# LOGISTIC REGRESSION

## AGENDA
1. Refresh your memory on how to do linear regression in scikit-learn
2. Attempt to use linear regression for classification
3. Show you why logistic regression is a better alternative for classification
4. Brief overview of probability, odds, e, log, and log-odds
5. Explain the form of logistic regression
6. Compare logistic regression with other models

## PART 1: PREDICTING A CATEGORICAL RESPONSE

In [1]:
%matplotlib inline
import matplotlib.pyplot as plt
import numpy as np
import pandas as pd

import warnings
warnings.filterwarnings("ignore", category=FutureWarning)

In [None]:
# glass identification dataset
url = 'http://archive.ics.uci.edu/ml/machine-learning-databases/glass/glass.data'
col_names = ['id','ri','na','mg','al','si','k','ca','ba','fe','glass_type']
glass = pd.read_csv(url, names=col_names, index_col='id')
glass['assorted'] = glass.glass_type.map({1:0, 2:0, 3:0, 4:0, 5:1, 6:1, 7:1})
glass.head()

## PART 2: USING LOGISTIC REGRESSION

In [None]:
# Logistic regression can do what we just did:
# fit a linear regression model and store the class predictions
from sklearn.linear_model import LogisticRegression
logreg = LogisticRegression(C=1e9)
feature_cols = ['al']
X = glass[feature_cols]
y = glass.assorted
logreg.fit(X, y)
assorted_pred_class = logreg.predict(X)

In [None]:
LogisticRegression?

In [None]:
glass.shape

In [None]:
# print the class predictions
assorted_pred_class

In [None]:
glass.head()

In [None]:
# add predicted class to DataFrame
glass['assorted_pred_class'] = assorted_pred_class

In [None]:
glass.head()

In [None]:
# sort DataFrame by al
glass.sort_values('al', inplace=True)

#####

JOB: Resume the logistic regression notebook after its final cell. The items that come next aren't needed.

(Items for identifying locations)

#####

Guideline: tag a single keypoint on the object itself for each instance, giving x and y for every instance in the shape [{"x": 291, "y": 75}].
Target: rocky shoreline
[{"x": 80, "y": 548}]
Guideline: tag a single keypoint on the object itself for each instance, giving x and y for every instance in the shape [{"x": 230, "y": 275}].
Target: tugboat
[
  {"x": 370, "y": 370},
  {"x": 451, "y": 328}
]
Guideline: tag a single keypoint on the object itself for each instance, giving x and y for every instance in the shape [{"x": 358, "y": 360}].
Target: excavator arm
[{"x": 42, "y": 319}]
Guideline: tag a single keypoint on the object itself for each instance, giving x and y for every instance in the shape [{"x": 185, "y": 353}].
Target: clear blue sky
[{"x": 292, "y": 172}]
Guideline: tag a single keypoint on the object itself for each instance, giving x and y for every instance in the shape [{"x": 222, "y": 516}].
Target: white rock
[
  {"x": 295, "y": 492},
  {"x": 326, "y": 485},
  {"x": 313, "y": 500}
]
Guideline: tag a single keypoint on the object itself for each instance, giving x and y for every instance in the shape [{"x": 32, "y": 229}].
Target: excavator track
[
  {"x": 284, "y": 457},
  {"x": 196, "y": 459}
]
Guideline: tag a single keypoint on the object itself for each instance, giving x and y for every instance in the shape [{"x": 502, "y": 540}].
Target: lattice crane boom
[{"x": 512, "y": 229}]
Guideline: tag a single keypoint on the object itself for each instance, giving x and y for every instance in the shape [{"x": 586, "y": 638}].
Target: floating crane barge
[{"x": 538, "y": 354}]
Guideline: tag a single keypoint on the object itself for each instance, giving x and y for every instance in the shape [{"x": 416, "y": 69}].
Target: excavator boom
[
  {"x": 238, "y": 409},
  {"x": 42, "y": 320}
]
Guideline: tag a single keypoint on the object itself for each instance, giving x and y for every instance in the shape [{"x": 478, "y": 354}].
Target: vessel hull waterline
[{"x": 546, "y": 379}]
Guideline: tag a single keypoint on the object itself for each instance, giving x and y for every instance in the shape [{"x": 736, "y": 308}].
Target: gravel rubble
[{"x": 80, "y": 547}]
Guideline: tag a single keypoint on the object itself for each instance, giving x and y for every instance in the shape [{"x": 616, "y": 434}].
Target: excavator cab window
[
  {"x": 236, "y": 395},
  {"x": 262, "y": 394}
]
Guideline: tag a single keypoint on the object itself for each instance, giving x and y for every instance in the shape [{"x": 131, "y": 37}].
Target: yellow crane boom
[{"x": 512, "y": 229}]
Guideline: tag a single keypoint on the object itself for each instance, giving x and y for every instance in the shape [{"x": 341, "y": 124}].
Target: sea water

#####

EXERCISE RESULT:
In [None]:
# plot the class predictions again
plt.scatter(glass.al, glass.assorted)
plt.plot(glass.al, glass.assorted_pred_class, color='red')

### What if we wanted the **predicted probabilities** instead of just the **class predictions**, to understand how confident we are in a given prediction?

In [None]:
logreg.predict_proba(X)

In [None]:
# store the predicted probabilites of class 1
assorted_pred_prob = logreg.predict_proba(X)[:, 1]

In [None]:
assorted_pred_prob

In [None]:
glass['assorted_pred_prob'] = sorted(assorted_pred_prob)

In [None]:
# plot the predicted probabilities
plt.scatter(glass.al, glass.assorted)
plt.plot(glass.al, glass.assorted_pred_prob, color='red')

In [None]:
# examine some example predictions
print (logreg.predict_proba([[1]]))
print (logreg.predict_proba([[2]]))
print (logreg.predict_proba([[3]]))

#### What is this? 
* The first column indicates the predicted probability of **class 0**, and the second column indicates the predicted probability of **class 1**.

## PART 3: PROBABILITY, ODDS, e, LOG, LOG-ODDS



## LOGISTIC REGRESSION ANALYSIS: UNDERSTANDING ODDS AND PROBABILITY

Probability and odds measure the same thing: **the likelihood of a specific outcome**.

People use the terms odds and probability interchangeably in casual usage, but that is unfortunate. It just creates confusion because they are not equivalent.

They measure the same thing on different scales. Imagine how confusing it would be if people used degrees Celsius and degrees Fahrenheit interchangeably. “It’s going to be 35 degrees today” could really make you dress the wrong way.

In measuring the likelihood of any outcome, we need to know two things: how many times something happened and how many times it could have happened, or equivalently, how many times it didn’t. The outcome of interest is called a success, whether it’s a good outcome or not.

The other outcome is a failure. Each time one of the outcomes could occur is called a trial. Since each trial must end in success or failure, number of successes and number of failures adds up to total number of trials.

Probability is the number of times success occurred compared to the total number of trials.

Odds are the number of times success occurred compared to the number of times failure occurred.

For example, to predict the likelihood of accidents at a particular intersection, each car that goes through the intersection is considered a trial. Each trial has one of two outcomes: accident or safe passage. If the outcome we’re most interested in modeling is an accident, that is a success (no matter how morbid it sounds).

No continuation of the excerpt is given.